续写下面这篇讨论 MySQL 查询优化的帖子，从它末尾的内容之后接着写。

===== 选段

如何优化此查询?

时间:2011-04-27 17:43:35

标签: mysql sql query-optimization

以下是查询:

SELECT p.name p_name,
c.name c_name,
p.line1,
p.zip,
c.line1,
p.zip
FROM

(SELECT c.name,
ad.line1,
ad.zip
FROM customer c
JOIN account a ON a.customer_id = c.id
JOIN account_address aa ON aa.account_id = a.id
JOIN address ad ON aa.address_id = ad.id
JOIN account_import ai ON a.account_import_id = ai.id
JOIN generic_import gi ON ai.generic_import_id = gi.id
JOIN import_bundle ib ON gi.import_bundle_id = ib.id
WHERE gi.active = 1
AND ib.active = 1
AND ib.bank_id = 8
LIMIT 1000) c

JOIN
(SELECT p.name,
a.line1,
a.zip
FROM prospect p
JOIN address a ON p.address_id = a.id) p
ON
0
OR (p.zip = c.zip AND SUBSTRING(p.name, 1, 12) = SUBSTRING(c.name, 1, 12))

==========
===== 记录列表

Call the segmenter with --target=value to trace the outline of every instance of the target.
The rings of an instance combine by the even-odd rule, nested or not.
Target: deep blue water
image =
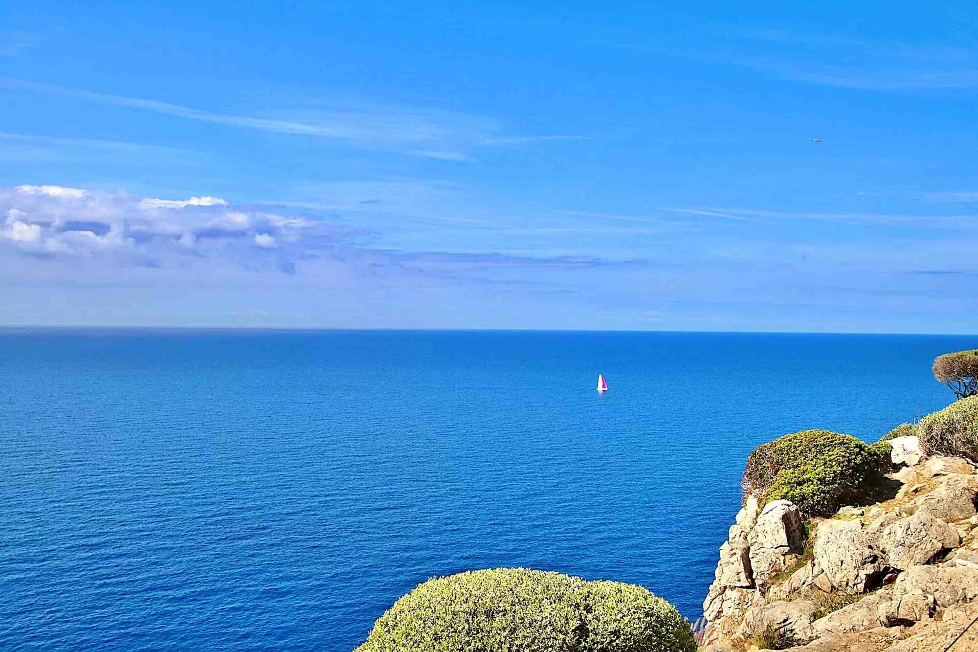
[[[974,346],[0,330],[0,647],[348,651],[417,583],[497,566],[694,619],[753,446],[874,441]]]

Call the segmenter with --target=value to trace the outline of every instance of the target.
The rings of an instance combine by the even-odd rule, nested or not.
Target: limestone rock
[[[788,648],[789,652],[880,652],[900,635],[902,629],[875,628],[847,634],[830,634],[808,645]]]
[[[768,599],[769,600],[788,600],[792,595],[798,595],[810,586],[815,586],[817,580],[823,579],[824,582],[828,582],[825,578],[825,574],[822,572],[822,569],[815,565],[813,562],[806,562],[797,571],[791,574],[784,582],[774,584],[768,588]],[[828,589],[831,590],[831,584],[829,583]]]
[[[886,652],[944,652],[952,644],[949,652],[978,650],[978,625],[971,625],[972,619],[978,616],[978,606],[969,605],[956,613],[950,612],[945,613],[940,623],[930,621],[907,629],[908,637],[886,648]]]
[[[890,459],[894,464],[906,464],[915,466],[923,459],[923,450],[920,449],[920,440],[915,437],[895,437],[890,440],[893,449],[890,451]]]
[[[926,478],[947,476],[953,473],[970,476],[974,475],[975,469],[971,463],[963,457],[938,455],[937,457],[931,457],[926,463],[924,463],[921,473],[923,473]]]
[[[754,582],[766,584],[787,567],[788,555],[800,555],[804,550],[801,512],[787,500],[769,502],[757,517],[747,542]]]
[[[877,611],[880,605],[889,602],[892,596],[892,591],[887,588],[870,593],[859,602],[846,605],[820,618],[812,625],[812,629],[816,635],[825,636],[877,628],[880,625]]]
[[[863,593],[878,585],[888,570],[879,534],[863,530],[859,521],[825,521],[815,539],[815,562],[833,586]]]
[[[744,614],[737,635],[750,638],[772,628],[783,631],[795,640],[812,640],[815,638],[812,623],[815,622],[818,610],[811,600],[772,602]]]
[[[753,588],[750,571],[750,548],[743,541],[724,541],[720,546],[720,563],[716,571],[717,583],[722,586]]]
[[[936,606],[933,595],[908,593],[901,595],[899,599],[880,604],[876,610],[876,620],[886,627],[913,625],[931,618]]]
[[[960,542],[955,528],[926,512],[900,519],[887,526],[879,536],[886,563],[901,570],[926,564],[939,552]]]
[[[933,596],[941,609],[972,602],[978,598],[978,569],[913,566],[897,578],[893,599],[915,593]]]
[[[743,620],[743,615],[752,607],[764,604],[764,596],[755,589],[710,586],[710,592],[703,603],[703,618],[707,625],[703,629],[703,644],[722,642],[733,635]]]
[[[951,474],[945,476],[930,493],[913,501],[918,512],[927,512],[942,521],[961,521],[976,513],[978,476]]]

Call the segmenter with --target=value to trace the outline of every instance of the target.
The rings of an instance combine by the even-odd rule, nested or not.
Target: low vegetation
[[[772,627],[755,634],[749,642],[762,650],[786,650],[801,644],[785,631]]]
[[[958,455],[978,462],[978,396],[920,419],[917,436],[929,454]]]
[[[978,395],[978,349],[938,355],[932,371],[958,398]]]
[[[842,609],[842,607],[848,607],[853,602],[859,602],[866,596],[867,593],[848,593],[846,591],[823,593],[816,590],[809,593],[808,598],[815,603],[815,620],[819,620]]]
[[[868,444],[850,435],[804,430],[754,449],[741,487],[761,506],[790,500],[809,518],[843,505],[872,502],[889,470],[888,442]]]
[[[429,580],[355,652],[695,652],[689,624],[648,589],[522,568]]]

==========

练习结果
OR (p.zip = c.zip AND p.name = c.name)
OR (p.zip = c.zip
  AND SUBSTRING(p.name, 1, 4) = SUBSTRING(c.name, 1, 4)
  AND SUBSTRING(SUBSTRING_INDEX(p.name, ' ', -1), 1, 4) = SUBSTRING(SUBSTRING_INDEX(c.name, ' ', -1), 1, 4))
OR (p.zip = c.zip
  AND SUBSTRING(p.name, 1, 3) = SUBSTRING(c.name, 1, 3)
  AND SUBSTRING(SUBSTRING_INDEX(p.name, ' ', -1), 1, 3) = SUBSTRING(SUBSTRING_INDEX(c.name, ' ', -1), 1, 3)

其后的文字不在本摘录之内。